• _Document section_:
↓↓↓

Retiring as coach, Lombardi served the Packers in 1968 as general manager. He then went to the Washington Redskins of the NFL as head coach, general manager, and part owner, and in 1969 he led the team to its first winning season in 14 years. He died shortly before the 1970 season.

During his most successful years in Green Bay and even after his death, Lombardi was widely esteemed for his views on the virtues of hard work and winning. Upon his death, U.S. Pres. Richard Nixon telegrammed condolences to Lombardi’s widow, signing the message “The People.” His personal philosophy is reflected in a celebrated quotation:

❝Winning is not a sometime thing: it’s an all the time thing. You don’t win once in a while; you don’t do the right thing once in a while; you do them right all the time. Winning is a habit❞

In 1971 the Super Bowl trophy was named in his memory and he was inducted into the Pro Football Hall of Fame. A year earlier the Lombardi award, given annually to college football’s top lineman, had been established.

Personal Life

In the fall of 1934, Lombardi's roommate Jim Lawlor introduced him to his cousin's relative, Marie Planitz. When Marie announced her ardent desire to marry Lombardi, her status-conscious stockbroker father did not like the idea of his daughter marrying the son of an Italian butcher from Brooklyn, a prejudice he would face more than once in his life. Lombardi and Marie wed, nonetheless, on August 31, 1940.

Illness and Death

Lombardi had suffered from digestive tract problems as early as 1967, and he had refused his doctor's request to undergo a proctoscopic exam. On June 24, 1970, Lombardi was admitted to Georgetown University Hospital, and tests "revealed anaplastic carcinoma in the rectal area of his colon, a fast-growing malignant cancer in which the cells barely resemble their normal appearance". On July 27, Lombardi was readmitted to Georgetown and exploratory surgery found that the cancer was terminal. Lombardi and Marie received family, friends, clergy, players, and former players at his hospital bedside. He received a phone call from President Nixon telling Lombardi that all of the U.S. was behind him, to which Lombardi replied that he would never give up his fight against his illness. On his deathbed, Lombardi told Father Tim that he was not afraid to die, but that he regretted he could not have accomplished more in his life. Lombardi died in Washington, D.C. at 7:12 a.m. on Thursday, September 3, 1970, surrounded by his wife, parents, two children, and six grandchildren. He was 57.

Quotes

Total 25 Quotes
The Winner is always part of the answer. The Loser is always part of the problem. The Winner always has a program. The Loser always has an excuse. The Winner says, "Let me do it for you." The Loser says, "That's not my job." The Winner sees an answer for every problem. The Loser sees a problem for every answer. The Winner sees a green near every sand trap The Loser sees two or three sand traps near every green. The Winner says, "It may be difficult but it's possible." The Loser says, "It might be possible but it's too difficult." Be a Winner.
Watch your actions, they become your habits. Watch your habits, they become your character.

↑↑↑

• _Data listing_:
↓↓↓

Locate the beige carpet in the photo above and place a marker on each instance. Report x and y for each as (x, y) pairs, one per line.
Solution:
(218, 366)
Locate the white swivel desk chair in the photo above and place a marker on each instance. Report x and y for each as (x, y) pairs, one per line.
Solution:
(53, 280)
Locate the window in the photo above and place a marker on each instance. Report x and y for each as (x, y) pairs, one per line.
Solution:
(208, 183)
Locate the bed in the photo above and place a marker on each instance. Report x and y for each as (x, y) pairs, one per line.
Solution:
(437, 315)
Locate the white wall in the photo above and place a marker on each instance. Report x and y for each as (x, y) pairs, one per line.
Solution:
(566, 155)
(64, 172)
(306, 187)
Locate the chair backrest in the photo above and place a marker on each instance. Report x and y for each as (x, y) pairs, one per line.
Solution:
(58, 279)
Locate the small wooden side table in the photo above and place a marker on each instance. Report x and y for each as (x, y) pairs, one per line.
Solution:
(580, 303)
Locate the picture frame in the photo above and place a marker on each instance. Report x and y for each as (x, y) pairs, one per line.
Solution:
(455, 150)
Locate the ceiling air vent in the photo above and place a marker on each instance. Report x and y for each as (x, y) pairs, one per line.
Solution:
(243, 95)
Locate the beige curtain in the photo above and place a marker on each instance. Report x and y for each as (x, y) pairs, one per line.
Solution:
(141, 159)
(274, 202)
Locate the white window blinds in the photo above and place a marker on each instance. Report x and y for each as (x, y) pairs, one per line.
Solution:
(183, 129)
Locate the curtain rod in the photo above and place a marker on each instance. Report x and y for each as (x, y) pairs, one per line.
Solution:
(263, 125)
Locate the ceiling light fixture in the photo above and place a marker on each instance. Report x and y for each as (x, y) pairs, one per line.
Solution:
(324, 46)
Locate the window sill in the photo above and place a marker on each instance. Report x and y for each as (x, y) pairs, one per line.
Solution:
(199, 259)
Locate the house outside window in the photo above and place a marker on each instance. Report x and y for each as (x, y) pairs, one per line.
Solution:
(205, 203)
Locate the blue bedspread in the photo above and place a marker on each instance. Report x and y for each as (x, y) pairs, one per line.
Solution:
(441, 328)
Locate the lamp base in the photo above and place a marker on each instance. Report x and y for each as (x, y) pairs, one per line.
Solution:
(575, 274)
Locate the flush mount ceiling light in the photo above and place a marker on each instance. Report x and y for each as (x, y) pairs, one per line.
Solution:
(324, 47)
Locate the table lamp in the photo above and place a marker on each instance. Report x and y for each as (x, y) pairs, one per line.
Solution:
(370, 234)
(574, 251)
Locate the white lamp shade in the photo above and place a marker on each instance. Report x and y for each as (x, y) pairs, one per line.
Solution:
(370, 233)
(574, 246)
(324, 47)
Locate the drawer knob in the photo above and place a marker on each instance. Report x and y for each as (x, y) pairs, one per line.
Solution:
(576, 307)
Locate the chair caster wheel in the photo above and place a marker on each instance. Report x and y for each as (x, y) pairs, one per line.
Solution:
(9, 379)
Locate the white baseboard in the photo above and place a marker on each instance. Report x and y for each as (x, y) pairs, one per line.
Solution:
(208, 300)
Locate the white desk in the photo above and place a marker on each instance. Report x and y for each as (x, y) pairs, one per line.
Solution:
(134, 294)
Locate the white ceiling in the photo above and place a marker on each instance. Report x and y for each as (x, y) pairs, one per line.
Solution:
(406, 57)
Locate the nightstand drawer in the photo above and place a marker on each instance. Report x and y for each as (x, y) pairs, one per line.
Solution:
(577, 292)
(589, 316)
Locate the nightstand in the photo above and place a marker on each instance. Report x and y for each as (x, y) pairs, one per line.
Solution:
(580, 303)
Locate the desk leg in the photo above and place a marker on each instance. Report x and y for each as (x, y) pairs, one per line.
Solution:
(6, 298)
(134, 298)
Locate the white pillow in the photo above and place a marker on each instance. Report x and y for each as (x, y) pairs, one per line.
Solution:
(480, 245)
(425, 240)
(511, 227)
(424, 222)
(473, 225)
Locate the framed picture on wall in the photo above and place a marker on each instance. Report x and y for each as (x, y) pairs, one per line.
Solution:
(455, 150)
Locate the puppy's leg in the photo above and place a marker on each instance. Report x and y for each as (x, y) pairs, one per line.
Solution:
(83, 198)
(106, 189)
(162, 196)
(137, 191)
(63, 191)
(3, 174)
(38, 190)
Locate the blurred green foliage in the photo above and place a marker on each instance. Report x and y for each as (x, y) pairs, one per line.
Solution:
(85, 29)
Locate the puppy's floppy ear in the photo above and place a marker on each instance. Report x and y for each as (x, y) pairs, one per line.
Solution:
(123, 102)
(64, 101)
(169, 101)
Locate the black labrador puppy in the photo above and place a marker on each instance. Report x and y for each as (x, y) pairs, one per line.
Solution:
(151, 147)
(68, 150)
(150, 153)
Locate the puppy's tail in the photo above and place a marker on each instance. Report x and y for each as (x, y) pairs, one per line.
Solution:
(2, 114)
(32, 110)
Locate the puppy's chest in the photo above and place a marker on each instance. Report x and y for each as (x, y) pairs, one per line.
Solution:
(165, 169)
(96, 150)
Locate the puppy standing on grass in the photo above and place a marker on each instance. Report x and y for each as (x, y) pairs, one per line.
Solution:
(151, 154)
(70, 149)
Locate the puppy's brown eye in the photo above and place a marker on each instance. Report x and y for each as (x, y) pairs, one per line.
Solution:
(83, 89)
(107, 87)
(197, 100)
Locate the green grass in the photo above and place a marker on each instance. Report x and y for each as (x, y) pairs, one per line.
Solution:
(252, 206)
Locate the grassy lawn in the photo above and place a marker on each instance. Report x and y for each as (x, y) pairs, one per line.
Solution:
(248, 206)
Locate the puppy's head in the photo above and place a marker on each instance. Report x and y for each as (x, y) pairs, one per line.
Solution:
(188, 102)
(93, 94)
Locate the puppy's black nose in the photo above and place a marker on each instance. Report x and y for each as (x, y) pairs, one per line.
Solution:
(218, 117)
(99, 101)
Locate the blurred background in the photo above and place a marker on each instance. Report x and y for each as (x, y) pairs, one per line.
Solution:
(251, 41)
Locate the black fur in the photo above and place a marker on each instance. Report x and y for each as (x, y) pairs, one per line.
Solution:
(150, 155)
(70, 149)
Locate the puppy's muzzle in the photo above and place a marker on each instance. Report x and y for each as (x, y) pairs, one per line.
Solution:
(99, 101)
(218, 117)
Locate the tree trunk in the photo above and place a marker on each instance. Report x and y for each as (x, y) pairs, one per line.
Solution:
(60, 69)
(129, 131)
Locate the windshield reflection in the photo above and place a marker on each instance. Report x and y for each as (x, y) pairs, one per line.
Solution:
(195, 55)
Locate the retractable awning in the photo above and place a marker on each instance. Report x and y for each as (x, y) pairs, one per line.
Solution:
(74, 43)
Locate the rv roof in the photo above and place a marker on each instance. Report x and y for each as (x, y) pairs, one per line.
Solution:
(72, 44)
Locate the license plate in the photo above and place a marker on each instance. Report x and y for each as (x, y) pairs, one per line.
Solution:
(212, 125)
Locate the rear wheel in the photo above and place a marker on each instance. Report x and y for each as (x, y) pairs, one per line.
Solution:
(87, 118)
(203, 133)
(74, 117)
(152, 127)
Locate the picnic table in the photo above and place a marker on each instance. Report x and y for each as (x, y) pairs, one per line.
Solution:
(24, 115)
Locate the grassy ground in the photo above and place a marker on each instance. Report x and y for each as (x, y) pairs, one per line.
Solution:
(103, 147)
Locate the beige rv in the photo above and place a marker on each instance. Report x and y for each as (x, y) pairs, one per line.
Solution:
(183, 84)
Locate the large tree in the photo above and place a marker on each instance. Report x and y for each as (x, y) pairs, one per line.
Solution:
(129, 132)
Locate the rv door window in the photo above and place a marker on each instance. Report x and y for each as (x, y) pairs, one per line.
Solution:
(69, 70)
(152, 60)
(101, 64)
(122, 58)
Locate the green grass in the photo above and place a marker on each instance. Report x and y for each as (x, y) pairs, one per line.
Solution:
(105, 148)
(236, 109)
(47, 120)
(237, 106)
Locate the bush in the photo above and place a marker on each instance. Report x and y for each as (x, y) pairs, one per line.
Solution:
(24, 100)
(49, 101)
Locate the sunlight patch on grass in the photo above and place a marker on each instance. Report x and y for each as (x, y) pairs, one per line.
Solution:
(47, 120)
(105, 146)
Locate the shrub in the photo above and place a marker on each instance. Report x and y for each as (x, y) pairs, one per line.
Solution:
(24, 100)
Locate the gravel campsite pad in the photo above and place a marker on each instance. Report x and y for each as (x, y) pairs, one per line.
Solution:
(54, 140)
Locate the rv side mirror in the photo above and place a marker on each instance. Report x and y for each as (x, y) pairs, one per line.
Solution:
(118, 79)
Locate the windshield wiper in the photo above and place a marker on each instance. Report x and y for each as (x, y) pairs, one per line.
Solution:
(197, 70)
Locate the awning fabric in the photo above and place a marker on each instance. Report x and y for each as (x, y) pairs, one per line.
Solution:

↑↑↑

• _Exercise directions_:
Print the passage on Lombardi verbatim, starting at "Retiring as coach, Lombardi" and ending at "the 1970 season.".

• _Expected answer_:
Retiring as coach, Lombardi served the Packers in 1968 as general manager. He then went to the Washington Redskins of the NFL as head coach, general manager, and part owner, and in 1969 he led the team to its first winning season in 14 years. He died shortly before the 1970 season.